> [What to work on]
Write the records below out again word for word, with the pictures removed.

> [Exercise materials]
========================================
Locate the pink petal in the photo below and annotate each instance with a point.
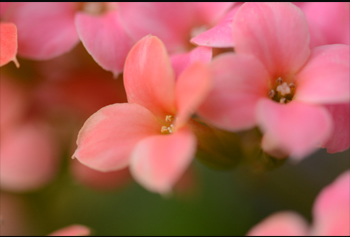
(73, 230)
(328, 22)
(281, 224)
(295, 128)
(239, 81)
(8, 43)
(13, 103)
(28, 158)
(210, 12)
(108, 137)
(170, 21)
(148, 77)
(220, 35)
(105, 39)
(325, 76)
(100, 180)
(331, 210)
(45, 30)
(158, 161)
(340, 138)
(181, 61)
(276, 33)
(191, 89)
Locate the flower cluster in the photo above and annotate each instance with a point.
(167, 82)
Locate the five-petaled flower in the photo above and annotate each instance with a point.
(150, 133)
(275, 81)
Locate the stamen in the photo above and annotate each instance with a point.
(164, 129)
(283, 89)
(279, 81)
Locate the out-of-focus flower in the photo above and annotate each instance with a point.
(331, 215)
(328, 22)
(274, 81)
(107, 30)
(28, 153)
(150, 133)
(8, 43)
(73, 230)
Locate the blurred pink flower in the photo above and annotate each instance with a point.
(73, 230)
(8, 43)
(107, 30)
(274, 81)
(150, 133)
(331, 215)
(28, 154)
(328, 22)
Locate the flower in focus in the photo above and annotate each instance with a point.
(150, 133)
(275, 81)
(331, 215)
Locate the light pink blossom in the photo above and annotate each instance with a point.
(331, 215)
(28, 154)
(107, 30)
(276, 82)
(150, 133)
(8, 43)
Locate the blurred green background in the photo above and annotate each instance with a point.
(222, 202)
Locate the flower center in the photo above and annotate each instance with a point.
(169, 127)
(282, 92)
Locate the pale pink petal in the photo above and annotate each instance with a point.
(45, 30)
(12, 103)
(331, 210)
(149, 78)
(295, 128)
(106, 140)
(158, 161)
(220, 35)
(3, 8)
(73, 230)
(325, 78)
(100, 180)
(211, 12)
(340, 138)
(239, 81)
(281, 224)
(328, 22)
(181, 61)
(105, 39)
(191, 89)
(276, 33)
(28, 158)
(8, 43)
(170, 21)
========================================
> [Task solution]
Locate the pink petal in the photo below and annotate each instance with a point.
(73, 230)
(328, 22)
(281, 224)
(295, 128)
(239, 81)
(8, 43)
(13, 103)
(28, 158)
(210, 12)
(108, 137)
(170, 21)
(148, 77)
(220, 35)
(105, 39)
(325, 76)
(100, 180)
(331, 210)
(45, 30)
(158, 161)
(340, 138)
(181, 61)
(276, 33)
(191, 89)
Locate the flower cluster in the photo above and annotate each instance with a point.
(167, 82)
Locate the five-petaled flower in the photo above and annotate each instance with a point.
(150, 133)
(275, 81)
Locate the stamen in the photo above and annotate each instance with a point.
(164, 129)
(283, 89)
(279, 81)
Locate the out-of-focus flower in the photo above and annotate each instance with a point.
(331, 215)
(328, 22)
(274, 81)
(107, 30)
(28, 153)
(150, 133)
(8, 43)
(73, 230)
Locate the blurred pink flower in the photo above and annotate each instance with a point.
(73, 230)
(8, 43)
(107, 30)
(274, 81)
(150, 133)
(331, 215)
(28, 154)
(328, 22)
Locate the flower in focus in the photo above and annotate each instance with a point.
(150, 133)
(275, 81)
(331, 215)
Locate the light pink blossom in the photo above and annotate each instance with a point.
(331, 215)
(28, 154)
(107, 30)
(276, 82)
(150, 133)
(8, 43)
Locate the blurred green background in the photo above and annotate each instance with a point.
(222, 202)
Locate the flower center in the photo above and annotate each instance with a point.
(169, 127)
(282, 92)
Locate the pale pink petal in the photo above and annotate each instance with a point.
(45, 30)
(12, 103)
(331, 210)
(149, 78)
(295, 128)
(106, 140)
(158, 161)
(220, 35)
(3, 8)
(73, 230)
(325, 78)
(100, 180)
(211, 12)
(340, 138)
(239, 81)
(281, 224)
(328, 22)
(181, 61)
(105, 39)
(191, 89)
(276, 33)
(28, 158)
(8, 43)
(170, 21)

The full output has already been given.